→ **EXTRAIT FOURNI**:

Cet arrêt constitue un véritable camouflet à tous les défenseurs de la liberté de conscience et à tous les citoyens soucieux de protéger les enfants et leurs familles des menées partisanes, religieuses, intégristes. Il porte un coup très grave à l’action exemplaire menée par les responsables de Baby loup au service du public – action essentielle auprès de cette population défavorisée – au point même d’en compromettre la continuation.
Les Libres Penseurs de l’A.D.L.P.F. qui, depuis l’origine du conflit, soutiennent sans réserve l’action de Baby Loup, trouvent dans ce revers, dans cette épreuve, des raisons supplémentaires de se mobiliser. Le marathon judiciaire n’est pas achevé. Mais c’est désormais au niveau politique que la lutte doit se poursuivre. Il est nécessaire qu’une loi permette que la vie harmonieuse en société, garantie par la laïcité, ne s’arrête pas à la porte des crèches associatives, notamment lorsqu’elles accomplissent une tâche de service public. La proposition de la sénatrice Laborde peut en constituer la base. Mais il est essentiel qu’elle ne soit pas dénaturée par un amendement qui, tel celui présenté par le sénateur Richard, permettrait l’extension des lois scolaires antilaïques au secteur de la petite enfance.

→ **TÂCHE 1**:
Reformulez sous forme de liste le paragraphe de l'extrait sur l'affaire Baby Loup qui commence par « Les Libres Penseurs de l'A.D.L.P.F. », en conservant ses faits principaux.
→ **TÂCHE 2**:
Prolongez l'extrait sur l'affaire Baby Loup à partir de sa dernière phrase.
Les enregistrements ne sont pas nécessaires ici.

→ **JEU DE DONNÉES**:
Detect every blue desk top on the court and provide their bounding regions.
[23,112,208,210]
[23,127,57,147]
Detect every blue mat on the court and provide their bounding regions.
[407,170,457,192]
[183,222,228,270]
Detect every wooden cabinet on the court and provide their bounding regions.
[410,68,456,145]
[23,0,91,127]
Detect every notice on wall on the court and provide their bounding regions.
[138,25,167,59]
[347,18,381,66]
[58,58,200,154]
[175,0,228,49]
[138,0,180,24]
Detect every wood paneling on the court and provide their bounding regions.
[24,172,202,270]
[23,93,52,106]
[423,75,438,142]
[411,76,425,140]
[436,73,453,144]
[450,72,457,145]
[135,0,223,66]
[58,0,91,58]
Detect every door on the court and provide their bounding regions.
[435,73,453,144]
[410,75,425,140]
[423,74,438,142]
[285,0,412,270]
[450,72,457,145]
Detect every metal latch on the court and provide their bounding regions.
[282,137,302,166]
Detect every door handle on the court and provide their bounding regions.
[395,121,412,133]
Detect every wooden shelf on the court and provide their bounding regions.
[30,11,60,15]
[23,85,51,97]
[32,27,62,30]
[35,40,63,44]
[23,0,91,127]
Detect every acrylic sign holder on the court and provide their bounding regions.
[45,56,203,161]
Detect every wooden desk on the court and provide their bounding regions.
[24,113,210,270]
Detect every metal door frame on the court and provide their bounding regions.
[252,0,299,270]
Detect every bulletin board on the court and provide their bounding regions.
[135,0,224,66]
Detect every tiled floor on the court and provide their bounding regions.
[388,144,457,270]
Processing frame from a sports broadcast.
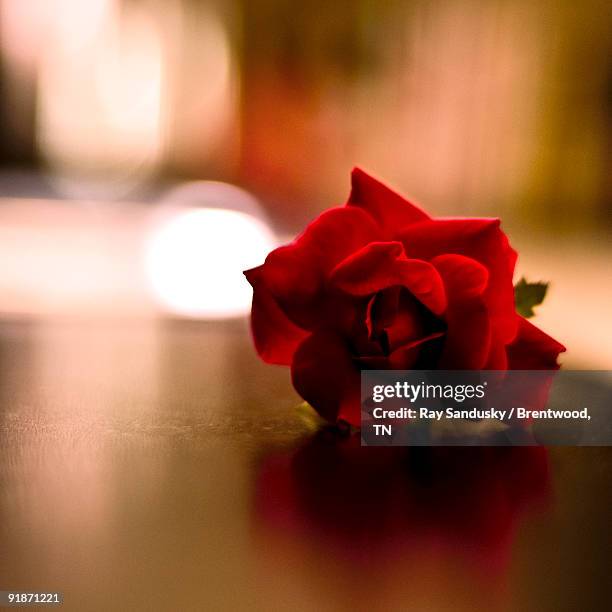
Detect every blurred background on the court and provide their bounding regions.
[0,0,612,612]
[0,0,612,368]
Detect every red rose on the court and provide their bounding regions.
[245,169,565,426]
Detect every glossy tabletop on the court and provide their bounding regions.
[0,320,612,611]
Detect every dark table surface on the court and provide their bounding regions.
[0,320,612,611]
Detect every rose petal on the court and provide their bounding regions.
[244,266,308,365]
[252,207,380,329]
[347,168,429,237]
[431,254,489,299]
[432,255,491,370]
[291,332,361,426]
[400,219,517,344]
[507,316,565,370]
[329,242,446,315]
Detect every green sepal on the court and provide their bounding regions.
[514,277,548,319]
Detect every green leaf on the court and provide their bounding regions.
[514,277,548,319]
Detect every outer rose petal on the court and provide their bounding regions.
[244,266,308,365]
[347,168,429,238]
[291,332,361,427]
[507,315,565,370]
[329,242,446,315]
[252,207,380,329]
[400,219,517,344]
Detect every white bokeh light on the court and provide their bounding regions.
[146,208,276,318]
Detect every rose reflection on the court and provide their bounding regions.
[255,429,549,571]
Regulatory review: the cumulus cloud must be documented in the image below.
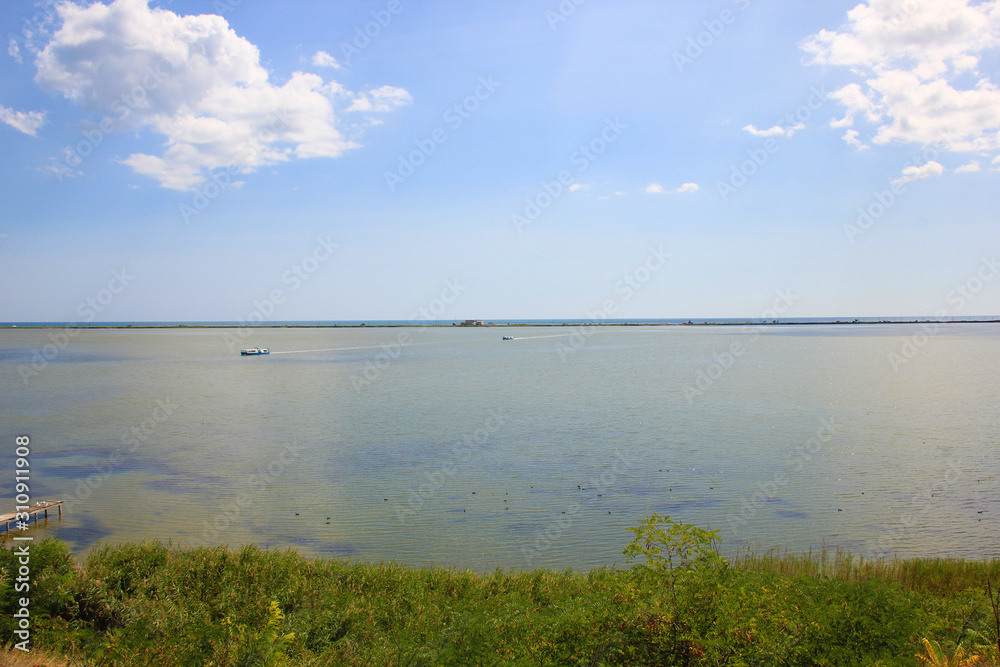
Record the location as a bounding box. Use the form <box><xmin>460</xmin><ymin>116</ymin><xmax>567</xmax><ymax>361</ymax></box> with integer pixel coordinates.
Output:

→ **RÉPONSE 1**:
- Les Libres Penseurs de l'A.D.L.P.F. soutiennent sans réserve l'action de Baby Loup depuis l'origine du conflit et trouvent dans ce revers des raisons supplémentaires de se mobiliser.
- Le marathon judiciaire n'est pas achevé, mais la lutte doit désormais se poursuivre au niveau politique.
- Une loi est nécessaire pour que la laïcité s'applique aussi aux crèches associatives, notamment lorsqu'elles accomplissent une tâche de service public.
- La proposition de la sénatrice Laborde peut servir de base à cette loi.
- Cette proposition ne doit pas être dénaturée par un amendement comme celui du sénateur Richard, qui étendrait les lois scolaires antilaïques à la petite enfance.

→ **RÉPONSE 2**:
Cet arrêt de la Cour de Cassation réjouit les intégristes et les cléricaux de tout poil. Il ne peut qu’encourager les politiques extrémistes d’exclusion. Seule la mobilisation des laïques, des démocrates attachés à la liberté de conscience, peut inverser le rapport de force ainsi créé. L’Association Des Libres Penseurs de France (ADLPF, section de l’Union Mondiale des Libres Penseurs) reste aux côtés de Baby Loup et soutient son travail au service de l’enfant et son combat pour le droit de celui-ci à n’être pas embrigadé. Elle appelle à participer à toutes les actions propres à conforter le principe de laïcité. Il appartient au pouvoir politique de l’appliquer sur la totalité du territoire de la République et d’en faire reconnaître la légitimité à l’échelle internationale. Paris le 23 mars 2013.
Vous trouverez sur mon blog dans la rubrique "Laïcité" de nombreux articles sur cette question.
Bien Cordialement.
Lucien PONS. Nice le 27 mars 2013.
NOTA: Je vous communique un message du M'PEP que je trouve en parfaite adéquations avec mes propos.
POUR COMBATTRE LE CAPITALISME ET L'EXTRÊME DROITE : SE RÉAPPROPRIER L’IDÉE DE
NATION
Par le Mouvement politique d’émancipation populaire (M’PEP).
Le 24 mars 2013.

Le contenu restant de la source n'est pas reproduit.